* [Prompt]:
In the copy you make, include no pictures, and transcribe every record exactly.

━━━━━ Records provided ━━━━━

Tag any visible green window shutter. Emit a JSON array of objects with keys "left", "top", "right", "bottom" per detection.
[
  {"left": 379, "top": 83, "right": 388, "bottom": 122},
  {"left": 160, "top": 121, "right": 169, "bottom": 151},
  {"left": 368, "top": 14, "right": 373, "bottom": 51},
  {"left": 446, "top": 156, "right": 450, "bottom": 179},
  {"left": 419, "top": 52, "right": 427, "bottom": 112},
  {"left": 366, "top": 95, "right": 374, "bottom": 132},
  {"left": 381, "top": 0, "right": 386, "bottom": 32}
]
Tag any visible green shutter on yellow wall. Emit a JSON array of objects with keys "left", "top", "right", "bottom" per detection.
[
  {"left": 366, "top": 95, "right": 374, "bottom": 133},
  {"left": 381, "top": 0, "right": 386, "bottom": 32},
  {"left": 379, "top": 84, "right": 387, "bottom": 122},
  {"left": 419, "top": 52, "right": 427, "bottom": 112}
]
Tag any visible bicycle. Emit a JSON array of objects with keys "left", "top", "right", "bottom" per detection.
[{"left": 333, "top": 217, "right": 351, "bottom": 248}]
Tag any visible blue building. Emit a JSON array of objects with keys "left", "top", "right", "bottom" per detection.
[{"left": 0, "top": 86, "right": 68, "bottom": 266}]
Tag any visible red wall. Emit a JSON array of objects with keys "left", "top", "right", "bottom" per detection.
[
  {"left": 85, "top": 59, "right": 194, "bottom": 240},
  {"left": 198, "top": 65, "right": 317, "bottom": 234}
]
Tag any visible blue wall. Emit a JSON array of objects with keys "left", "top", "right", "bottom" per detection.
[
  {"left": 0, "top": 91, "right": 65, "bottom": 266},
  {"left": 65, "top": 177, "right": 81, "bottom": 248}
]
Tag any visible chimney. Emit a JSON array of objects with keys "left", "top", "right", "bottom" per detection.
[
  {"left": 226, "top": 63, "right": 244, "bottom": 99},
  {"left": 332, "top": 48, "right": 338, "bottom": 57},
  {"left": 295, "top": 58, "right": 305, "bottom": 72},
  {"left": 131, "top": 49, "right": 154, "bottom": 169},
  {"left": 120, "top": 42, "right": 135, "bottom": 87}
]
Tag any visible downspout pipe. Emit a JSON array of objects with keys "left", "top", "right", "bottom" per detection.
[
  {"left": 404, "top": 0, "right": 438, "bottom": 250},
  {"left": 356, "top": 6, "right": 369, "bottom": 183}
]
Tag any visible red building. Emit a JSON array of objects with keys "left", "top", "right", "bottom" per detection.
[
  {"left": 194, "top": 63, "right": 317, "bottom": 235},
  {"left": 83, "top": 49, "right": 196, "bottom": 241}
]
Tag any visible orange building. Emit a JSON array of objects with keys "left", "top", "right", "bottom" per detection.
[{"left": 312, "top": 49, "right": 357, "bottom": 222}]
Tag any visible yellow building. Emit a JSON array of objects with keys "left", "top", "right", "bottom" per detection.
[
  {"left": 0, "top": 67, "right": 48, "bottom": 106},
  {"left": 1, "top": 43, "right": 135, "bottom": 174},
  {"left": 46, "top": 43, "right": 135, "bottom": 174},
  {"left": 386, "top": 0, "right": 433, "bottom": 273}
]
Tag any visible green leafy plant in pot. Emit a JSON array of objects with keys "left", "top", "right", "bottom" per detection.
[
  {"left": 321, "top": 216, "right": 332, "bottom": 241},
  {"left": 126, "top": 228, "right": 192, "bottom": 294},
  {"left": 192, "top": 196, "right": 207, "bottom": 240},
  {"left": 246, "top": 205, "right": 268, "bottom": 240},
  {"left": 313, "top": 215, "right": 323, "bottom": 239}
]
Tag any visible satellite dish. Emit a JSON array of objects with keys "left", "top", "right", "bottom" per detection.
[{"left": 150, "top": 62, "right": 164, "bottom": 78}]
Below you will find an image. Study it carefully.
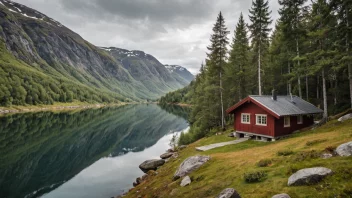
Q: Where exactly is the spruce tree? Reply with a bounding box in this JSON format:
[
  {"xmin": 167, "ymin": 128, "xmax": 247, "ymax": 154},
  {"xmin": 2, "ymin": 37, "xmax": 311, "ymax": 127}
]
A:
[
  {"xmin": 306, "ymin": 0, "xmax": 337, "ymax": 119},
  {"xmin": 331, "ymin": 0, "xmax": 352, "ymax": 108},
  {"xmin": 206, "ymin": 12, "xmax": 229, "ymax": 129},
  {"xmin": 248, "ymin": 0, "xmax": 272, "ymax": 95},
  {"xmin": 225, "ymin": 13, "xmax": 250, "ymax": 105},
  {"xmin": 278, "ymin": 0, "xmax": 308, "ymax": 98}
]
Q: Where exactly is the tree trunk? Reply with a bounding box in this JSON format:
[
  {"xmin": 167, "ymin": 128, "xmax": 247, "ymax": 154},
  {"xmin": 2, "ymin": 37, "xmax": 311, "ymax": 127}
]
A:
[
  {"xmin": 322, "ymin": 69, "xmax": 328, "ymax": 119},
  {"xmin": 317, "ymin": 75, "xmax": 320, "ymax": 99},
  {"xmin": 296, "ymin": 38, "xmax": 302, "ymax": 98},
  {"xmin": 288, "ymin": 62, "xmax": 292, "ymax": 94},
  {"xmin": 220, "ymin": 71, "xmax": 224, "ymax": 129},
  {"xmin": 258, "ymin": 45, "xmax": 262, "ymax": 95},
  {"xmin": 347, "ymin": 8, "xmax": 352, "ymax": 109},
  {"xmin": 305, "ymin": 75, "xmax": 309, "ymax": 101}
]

━━━━━

* [Exercise result]:
Tag any visible green window shutter. Emit a JSON array of objects with keys "left", "top", "right", "bottom" per detection.
[
  {"left": 379, "top": 83, "right": 388, "bottom": 122},
  {"left": 160, "top": 121, "right": 169, "bottom": 151},
  {"left": 368, "top": 14, "right": 373, "bottom": 51},
  {"left": 446, "top": 156, "right": 450, "bottom": 179},
  {"left": 419, "top": 52, "right": 427, "bottom": 112},
  {"left": 366, "top": 95, "right": 374, "bottom": 132},
  {"left": 381, "top": 0, "right": 386, "bottom": 32}
]
Tag any visible green shutter on yellow wall. Emit a JSON array of objects with keys "left", "top", "right", "bottom" per detection.
[
  {"left": 366, "top": 95, "right": 374, "bottom": 133},
  {"left": 381, "top": 0, "right": 386, "bottom": 32},
  {"left": 379, "top": 84, "right": 387, "bottom": 122},
  {"left": 419, "top": 52, "right": 427, "bottom": 112}
]
Tag any visible bicycle. Emit a JSON array of objects with keys "left", "top", "right", "bottom" per detection.
[{"left": 333, "top": 217, "right": 351, "bottom": 248}]
Tag any visible blue building. Emit a JSON array of objects with keys "left", "top", "right", "bottom" per detection.
[{"left": 0, "top": 86, "right": 68, "bottom": 266}]
Tag any visible red wall. Emit a JSON array of objects with keys "left", "top", "right", "bottom" per detection.
[
  {"left": 85, "top": 59, "right": 194, "bottom": 240},
  {"left": 198, "top": 65, "right": 317, "bottom": 234}
]
Tag any visible blue wall. Emit a JSON array of objects with keys "left", "top", "right", "bottom" per detection.
[
  {"left": 0, "top": 91, "right": 65, "bottom": 266},
  {"left": 65, "top": 177, "right": 81, "bottom": 248}
]
Tag any visible chimney. Emit a JSON array of objects with keys "left", "top", "right", "bottom" per detection.
[
  {"left": 226, "top": 63, "right": 244, "bottom": 99},
  {"left": 332, "top": 48, "right": 338, "bottom": 57},
  {"left": 295, "top": 58, "right": 305, "bottom": 72},
  {"left": 131, "top": 49, "right": 154, "bottom": 169},
  {"left": 120, "top": 42, "right": 135, "bottom": 87}
]
Tag any visible downspout pipe. Emit a JSON array of objects with keys "left", "top", "right", "bottom" per detection.
[
  {"left": 404, "top": 0, "right": 438, "bottom": 250},
  {"left": 356, "top": 6, "right": 369, "bottom": 183}
]
Tag any visible red building. Emit a JSON array of objects with keys "left", "top", "right", "bottom" per detection.
[
  {"left": 194, "top": 63, "right": 317, "bottom": 235},
  {"left": 83, "top": 49, "right": 196, "bottom": 241}
]
Tag any visible orange building. Emit a JSON array of objects with keys "left", "top", "right", "bottom" per detection.
[{"left": 312, "top": 49, "right": 357, "bottom": 222}]
Tag any visible yellow building. Emit a JSON array of objects with keys "left", "top", "right", "bottom" per detection.
[
  {"left": 0, "top": 67, "right": 48, "bottom": 106},
  {"left": 1, "top": 43, "right": 135, "bottom": 174},
  {"left": 46, "top": 43, "right": 135, "bottom": 174},
  {"left": 386, "top": 0, "right": 433, "bottom": 273}
]
Tag any visible green leafy plant in pot. Emit a JSON array of objects with keys "left", "top", "right", "bottom" per detection.
[
  {"left": 321, "top": 216, "right": 332, "bottom": 241},
  {"left": 126, "top": 228, "right": 192, "bottom": 294},
  {"left": 192, "top": 196, "right": 207, "bottom": 240},
  {"left": 246, "top": 205, "right": 268, "bottom": 240},
  {"left": 313, "top": 215, "right": 323, "bottom": 239}
]
Tag any visible satellite dish. Emit a JSON array of objects with keys "left", "top", "right", "bottom" per detection.
[{"left": 150, "top": 62, "right": 164, "bottom": 78}]
Below you will find an image. Study it carefully.
Q: Where exactly is the spruce tree? Reply with a bounding box in this JSON format:
[
  {"xmin": 167, "ymin": 128, "xmax": 247, "ymax": 154},
  {"xmin": 2, "ymin": 37, "xmax": 311, "ymax": 127}
]
A:
[
  {"xmin": 306, "ymin": 0, "xmax": 337, "ymax": 119},
  {"xmin": 331, "ymin": 0, "xmax": 352, "ymax": 108},
  {"xmin": 206, "ymin": 12, "xmax": 229, "ymax": 129},
  {"xmin": 248, "ymin": 0, "xmax": 272, "ymax": 95},
  {"xmin": 225, "ymin": 13, "xmax": 250, "ymax": 105},
  {"xmin": 278, "ymin": 0, "xmax": 308, "ymax": 98}
]
Q: Where exactly is the tree trunk? Reply with a bounding box in this JSON format:
[
  {"xmin": 167, "ymin": 128, "xmax": 247, "ymax": 154},
  {"xmin": 2, "ymin": 37, "xmax": 311, "ymax": 127}
]
A:
[
  {"xmin": 322, "ymin": 69, "xmax": 328, "ymax": 119},
  {"xmin": 317, "ymin": 75, "xmax": 320, "ymax": 99},
  {"xmin": 296, "ymin": 38, "xmax": 302, "ymax": 98},
  {"xmin": 288, "ymin": 62, "xmax": 292, "ymax": 94},
  {"xmin": 220, "ymin": 71, "xmax": 224, "ymax": 129},
  {"xmin": 258, "ymin": 45, "xmax": 262, "ymax": 95},
  {"xmin": 347, "ymin": 8, "xmax": 352, "ymax": 109},
  {"xmin": 305, "ymin": 75, "xmax": 309, "ymax": 101}
]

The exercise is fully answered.